> **Task prompt**
Please reproduce word for word the part of the MARS tutorial that begins at the words "# True function: y" and stops after the words "np.random.normal(0, 0.1, N)".
[START Document text]
Tutorial

Complete Step-by-Step Example

In this tutorial, we’ll build a MARS model from scratch, starting with synthetic data and progressing through fitting, evaluation, interpretation, and visualization.

Step 1: Data Generation

Create synthetic data with known structure:

import numpy as np
import matplotlib.pyplot as plt
from pymars import MARS

# Set random seed for reproducibility
np.random.seed(42)

# Generate features (n=200 samples, d=3 features)
N = 200
X = np.random.uniform(-3, 3, (N, 3))

# True function: y = sin(πx₀) + 0.5*x₁² + 0.1*x₂*x₀ + noise
y_true = (
    np.sin(np.pi * X[:, 0]) +
    0.5 * X[:, 1]**2 +
    0.1 * X[:, 2] * X[:, 0]
)

# Add noise
noise = np.random.normal(0, 0.1, N)
y = y_true + noise

print(f"Data shape: X={X.shape}, y={y.shape}")
print(f"True function: sin(πx₀) + 0.5*x₁² + 0.1*x₀*x₂")

Output:

Data shape: X=(200, 3), y=(200,)
True function: sin(πx₀) + 0.5*x₀² + 0.1*x₀*x₂

Step 2: Create and Fit MARS Model

Create a MARS model with reasonable defaults:

# Create MARS model
# - max_terms: up to 30 basis functions
# - max_degree: allow up to 2-way interactions
# - penalty: standard GCV penalty
model = MARS(
    max_terms=30,
    max_degree=2,
    penalty=3.0,
    standardize=True,
    verbose=True
)

# Fit to data
print("Fitting MARS model...")
model.fit(X, y)
print("Fitting complete!")

Expected Output:

Forward Pass:
[========================================] 15/15 iterations

Backward Pruning:
[=====================================] GCV-optimized

Fitting complete!

Step 3: Model Evaluation

Assess the fitted model:

# Make predictions on training data
y_pred = model.predict(X)

# Calculate R² score
r2 = model.score(X, y)

# Calculate residuals
residuals = y - y_pred
rmse = np.sqrt(np.mean(residuals**2))
mae = np.mean(np.abs(residuals))

# Print results
print(f"R² Score: {r2:.6f}")
print(f"RMSE: {rmse:.6f}")
print(f"MAE: {mae:.6f}")
print(f"GCV Score: {model.gcv_score_:.6f}")
print(f"Number of basis functions: {len(model.basis_functions_)}")
[END Document text]
[START Record set]
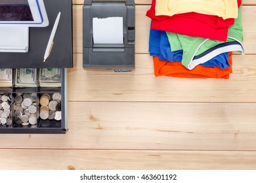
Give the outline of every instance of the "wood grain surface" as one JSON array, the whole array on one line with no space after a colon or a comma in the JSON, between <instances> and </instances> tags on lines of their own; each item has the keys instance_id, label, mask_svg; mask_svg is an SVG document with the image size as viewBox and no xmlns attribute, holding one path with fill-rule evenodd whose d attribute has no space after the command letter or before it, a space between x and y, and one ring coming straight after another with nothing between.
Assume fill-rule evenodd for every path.
<instances>
[{"instance_id":1,"label":"wood grain surface","mask_svg":"<svg viewBox=\"0 0 256 183\"><path fill-rule=\"evenodd\" d=\"M135 71L82 67L82 5L74 0L66 135L1 134L1 169L255 169L256 2L244 1L244 44L228 80L154 75L151 1L136 2Z\"/></svg>"}]
</instances>

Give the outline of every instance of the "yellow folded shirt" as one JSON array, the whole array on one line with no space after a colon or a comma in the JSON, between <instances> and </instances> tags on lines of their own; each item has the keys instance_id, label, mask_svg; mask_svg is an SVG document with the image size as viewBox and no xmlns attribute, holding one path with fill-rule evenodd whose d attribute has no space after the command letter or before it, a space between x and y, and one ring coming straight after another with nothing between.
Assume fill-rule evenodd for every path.
<instances>
[{"instance_id":1,"label":"yellow folded shirt","mask_svg":"<svg viewBox=\"0 0 256 183\"><path fill-rule=\"evenodd\" d=\"M189 12L238 18L237 0L156 0L156 15L173 16Z\"/></svg>"}]
</instances>

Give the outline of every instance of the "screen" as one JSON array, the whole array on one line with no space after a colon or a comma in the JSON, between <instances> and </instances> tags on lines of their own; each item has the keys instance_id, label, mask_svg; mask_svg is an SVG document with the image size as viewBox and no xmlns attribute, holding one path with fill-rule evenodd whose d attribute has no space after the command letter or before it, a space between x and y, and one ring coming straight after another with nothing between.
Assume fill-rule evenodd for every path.
<instances>
[{"instance_id":1,"label":"screen","mask_svg":"<svg viewBox=\"0 0 256 183\"><path fill-rule=\"evenodd\" d=\"M0 21L33 21L28 0L0 0Z\"/></svg>"}]
</instances>

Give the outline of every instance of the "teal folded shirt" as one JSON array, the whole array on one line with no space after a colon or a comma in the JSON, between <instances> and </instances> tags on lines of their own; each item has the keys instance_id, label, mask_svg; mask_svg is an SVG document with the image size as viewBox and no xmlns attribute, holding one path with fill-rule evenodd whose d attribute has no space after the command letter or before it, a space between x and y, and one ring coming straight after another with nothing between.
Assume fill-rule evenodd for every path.
<instances>
[{"instance_id":1,"label":"teal folded shirt","mask_svg":"<svg viewBox=\"0 0 256 183\"><path fill-rule=\"evenodd\" d=\"M227 44L226 46L219 46L225 42L205 39L197 37L190 37L175 33L166 32L168 40L171 45L172 52L183 50L182 64L190 70L193 69L196 65L202 64L210 60L213 58L224 52L239 52L245 54L243 41L243 27L242 25L242 5L238 9L238 17L235 19L233 25L229 27L228 39L226 42L237 42L238 44ZM211 52L203 54L211 48ZM195 59L198 55L203 54L203 57Z\"/></svg>"}]
</instances>

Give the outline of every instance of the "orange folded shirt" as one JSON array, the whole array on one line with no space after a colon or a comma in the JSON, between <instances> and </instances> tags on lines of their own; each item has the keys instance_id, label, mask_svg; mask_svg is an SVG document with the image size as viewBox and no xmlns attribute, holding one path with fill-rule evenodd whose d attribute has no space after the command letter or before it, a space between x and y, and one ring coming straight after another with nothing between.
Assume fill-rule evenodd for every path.
<instances>
[{"instance_id":1,"label":"orange folded shirt","mask_svg":"<svg viewBox=\"0 0 256 183\"><path fill-rule=\"evenodd\" d=\"M167 76L179 78L229 78L229 74L232 73L232 52L228 52L228 62L230 67L222 69L219 67L205 67L198 65L192 70L188 70L181 62L160 60L158 56L154 56L154 69L155 76Z\"/></svg>"}]
</instances>

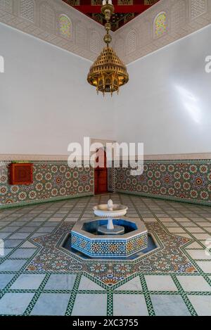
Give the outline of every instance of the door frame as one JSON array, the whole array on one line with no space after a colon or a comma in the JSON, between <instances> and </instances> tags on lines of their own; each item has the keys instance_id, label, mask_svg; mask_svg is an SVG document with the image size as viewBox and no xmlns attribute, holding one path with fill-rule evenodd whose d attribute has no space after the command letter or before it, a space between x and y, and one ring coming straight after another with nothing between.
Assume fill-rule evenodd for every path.
<instances>
[{"instance_id":1,"label":"door frame","mask_svg":"<svg viewBox=\"0 0 211 330\"><path fill-rule=\"evenodd\" d=\"M104 151L106 153L106 144L107 143L115 143L116 141L114 140L104 140L104 139L94 139L94 138L91 138L90 139L90 144L94 144L94 143L101 143L103 148ZM92 153L93 154L93 153ZM112 167L110 169L111 171L111 177L112 177L112 182L109 180L109 168L108 168L108 174L107 174L107 182L108 182L108 193L113 193L115 192L115 168L114 168L114 161L113 161L113 160L112 160ZM95 180L94 175L94 181ZM95 195L94 189L94 195Z\"/></svg>"}]
</instances>

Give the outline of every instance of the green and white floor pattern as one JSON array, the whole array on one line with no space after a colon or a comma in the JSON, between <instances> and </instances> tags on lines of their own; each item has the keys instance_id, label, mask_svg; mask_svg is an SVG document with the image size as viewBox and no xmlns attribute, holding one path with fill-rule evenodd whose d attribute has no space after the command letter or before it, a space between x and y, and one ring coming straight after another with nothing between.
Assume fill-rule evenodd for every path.
<instances>
[{"instance_id":1,"label":"green and white floor pattern","mask_svg":"<svg viewBox=\"0 0 211 330\"><path fill-rule=\"evenodd\" d=\"M135 261L74 261L55 246L52 255L53 240L93 218L93 205L108 197L0 210L1 315L211 315L211 208L113 194L129 206L127 217L140 218L170 246ZM100 272L110 277L95 277Z\"/></svg>"}]
</instances>

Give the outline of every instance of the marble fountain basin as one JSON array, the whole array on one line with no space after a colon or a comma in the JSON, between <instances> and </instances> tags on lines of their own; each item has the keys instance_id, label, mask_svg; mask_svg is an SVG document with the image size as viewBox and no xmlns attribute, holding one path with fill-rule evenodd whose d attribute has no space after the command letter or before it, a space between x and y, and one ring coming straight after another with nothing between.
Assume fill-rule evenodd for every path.
<instances>
[{"instance_id":1,"label":"marble fountain basin","mask_svg":"<svg viewBox=\"0 0 211 330\"><path fill-rule=\"evenodd\" d=\"M71 248L93 258L128 258L147 248L148 231L143 222L126 218L113 222L124 227L123 234L99 234L98 227L106 225L108 219L79 221L71 231Z\"/></svg>"},{"instance_id":2,"label":"marble fountain basin","mask_svg":"<svg viewBox=\"0 0 211 330\"><path fill-rule=\"evenodd\" d=\"M93 208L95 215L107 218L123 217L126 215L127 210L127 206L122 204L111 204L110 210L108 204L101 204Z\"/></svg>"}]
</instances>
[END Record set]
> **Solution to the exercise**
# True function: y = sin(πx₀) + 0.5*x₁² + 0.1*x₂*x₀ + noise
y_true = (
    np.sin(np.pi * X[:, 0]) +
    0.5 * X[:, 1]**2 +
    0.1 * X[:, 2] * X[:, 0]
)

# Add noise
noise = np.random.normal(0, 0.1, N)